**MATERIAL FOR THE TASK:**
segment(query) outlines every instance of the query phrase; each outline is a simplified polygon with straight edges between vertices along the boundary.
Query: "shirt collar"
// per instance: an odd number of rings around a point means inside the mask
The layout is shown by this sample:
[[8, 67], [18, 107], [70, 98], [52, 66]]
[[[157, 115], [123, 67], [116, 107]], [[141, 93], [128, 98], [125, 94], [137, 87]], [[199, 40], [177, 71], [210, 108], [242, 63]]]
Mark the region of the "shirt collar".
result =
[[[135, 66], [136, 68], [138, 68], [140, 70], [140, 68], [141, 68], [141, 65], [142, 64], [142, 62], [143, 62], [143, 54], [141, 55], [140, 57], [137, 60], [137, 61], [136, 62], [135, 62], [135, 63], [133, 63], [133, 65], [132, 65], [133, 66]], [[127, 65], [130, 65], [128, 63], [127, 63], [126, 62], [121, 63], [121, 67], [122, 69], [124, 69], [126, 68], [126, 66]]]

**SHORT TASK:** Please quote every line of the items above word for word, changing nothing.

**SOLVED EXERCISE:**
segment(query) outlines every instance of the query phrase; each outline is a simplified polygon with straight edges between vertices along the boundary.
Query: "shirt collar"
// per instance: an odd number of rings around a point means inside the mask
The layout is shown by this sample:
[[8, 67], [18, 107], [70, 98], [52, 66]]
[[[157, 115], [123, 67], [116, 107]], [[141, 93], [128, 98], [125, 94], [137, 87]], [[199, 40], [177, 71], [210, 108], [242, 63]]]
Mark the region of the "shirt collar".
result =
[[[135, 66], [136, 68], [138, 68], [140, 70], [140, 68], [141, 68], [141, 65], [142, 64], [142, 62], [143, 62], [143, 54], [141, 55], [140, 57], [137, 60], [137, 61], [136, 62], [135, 62], [135, 63], [133, 63], [133, 65], [132, 65], [133, 66]], [[127, 65], [130, 65], [128, 63], [127, 63], [126, 62], [121, 63], [121, 67], [122, 69], [124, 69], [126, 68], [126, 66]]]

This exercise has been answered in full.